[Entries taken from a collection]
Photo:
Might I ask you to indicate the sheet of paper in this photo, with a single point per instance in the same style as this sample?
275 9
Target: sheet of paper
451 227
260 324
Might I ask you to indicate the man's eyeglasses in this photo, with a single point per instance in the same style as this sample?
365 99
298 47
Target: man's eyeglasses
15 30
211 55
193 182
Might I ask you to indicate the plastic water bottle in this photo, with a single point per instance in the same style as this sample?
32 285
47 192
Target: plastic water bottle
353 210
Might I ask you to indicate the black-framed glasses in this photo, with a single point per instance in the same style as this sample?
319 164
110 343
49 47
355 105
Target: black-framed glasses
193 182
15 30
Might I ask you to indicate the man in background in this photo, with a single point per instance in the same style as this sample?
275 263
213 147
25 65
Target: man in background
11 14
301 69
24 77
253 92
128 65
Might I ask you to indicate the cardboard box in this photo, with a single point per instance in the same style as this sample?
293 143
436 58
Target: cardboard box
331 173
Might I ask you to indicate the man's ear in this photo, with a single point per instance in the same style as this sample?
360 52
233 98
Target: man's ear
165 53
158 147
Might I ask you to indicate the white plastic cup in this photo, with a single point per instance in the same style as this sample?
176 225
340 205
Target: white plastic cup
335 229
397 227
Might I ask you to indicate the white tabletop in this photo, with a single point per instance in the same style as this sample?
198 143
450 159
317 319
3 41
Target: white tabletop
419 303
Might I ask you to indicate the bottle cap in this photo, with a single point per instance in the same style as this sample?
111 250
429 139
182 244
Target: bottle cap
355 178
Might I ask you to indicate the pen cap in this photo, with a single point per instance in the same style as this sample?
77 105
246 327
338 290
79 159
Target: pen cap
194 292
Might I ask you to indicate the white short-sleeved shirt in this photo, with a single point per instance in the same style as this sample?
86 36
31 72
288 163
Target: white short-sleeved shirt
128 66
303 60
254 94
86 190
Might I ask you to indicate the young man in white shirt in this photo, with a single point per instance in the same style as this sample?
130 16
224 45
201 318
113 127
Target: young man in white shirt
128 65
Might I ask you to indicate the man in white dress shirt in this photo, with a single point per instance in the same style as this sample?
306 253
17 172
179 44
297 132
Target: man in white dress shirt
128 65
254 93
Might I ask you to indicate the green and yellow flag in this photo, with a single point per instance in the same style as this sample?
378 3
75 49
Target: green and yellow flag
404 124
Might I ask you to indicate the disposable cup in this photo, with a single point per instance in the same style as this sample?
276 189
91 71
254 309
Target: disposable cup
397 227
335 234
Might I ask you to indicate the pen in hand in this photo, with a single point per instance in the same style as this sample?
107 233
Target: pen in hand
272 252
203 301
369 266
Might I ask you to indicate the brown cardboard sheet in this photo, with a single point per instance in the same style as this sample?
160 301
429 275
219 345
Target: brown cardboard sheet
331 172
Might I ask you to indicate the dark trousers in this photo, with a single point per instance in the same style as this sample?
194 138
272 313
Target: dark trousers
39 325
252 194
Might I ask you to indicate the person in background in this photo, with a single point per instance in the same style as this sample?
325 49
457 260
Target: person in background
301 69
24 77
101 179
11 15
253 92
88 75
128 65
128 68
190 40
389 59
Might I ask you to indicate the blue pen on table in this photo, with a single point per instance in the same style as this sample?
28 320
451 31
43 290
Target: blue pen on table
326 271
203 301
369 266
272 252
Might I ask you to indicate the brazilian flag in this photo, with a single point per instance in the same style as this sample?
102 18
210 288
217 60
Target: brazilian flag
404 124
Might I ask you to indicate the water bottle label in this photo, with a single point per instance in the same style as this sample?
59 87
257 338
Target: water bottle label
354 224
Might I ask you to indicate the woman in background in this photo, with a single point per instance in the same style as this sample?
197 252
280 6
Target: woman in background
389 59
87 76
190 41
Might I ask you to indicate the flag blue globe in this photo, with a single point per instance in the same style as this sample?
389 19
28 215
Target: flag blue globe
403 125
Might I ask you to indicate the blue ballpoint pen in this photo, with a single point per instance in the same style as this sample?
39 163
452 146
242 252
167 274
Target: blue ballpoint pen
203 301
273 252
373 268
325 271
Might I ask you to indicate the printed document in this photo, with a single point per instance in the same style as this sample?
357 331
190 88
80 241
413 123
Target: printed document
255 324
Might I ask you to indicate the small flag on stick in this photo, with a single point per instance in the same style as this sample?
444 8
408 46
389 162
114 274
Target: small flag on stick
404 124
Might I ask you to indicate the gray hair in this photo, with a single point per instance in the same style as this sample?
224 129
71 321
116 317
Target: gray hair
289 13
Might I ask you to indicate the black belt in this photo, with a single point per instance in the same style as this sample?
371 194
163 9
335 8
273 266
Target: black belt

§ Problem: Go through the entries above and copy each line holding the string "belt".

§ Exercise result:
Might I ask you to indicate the black belt in this photo, with a single point per instance in the same style as this sample?
Target: black belt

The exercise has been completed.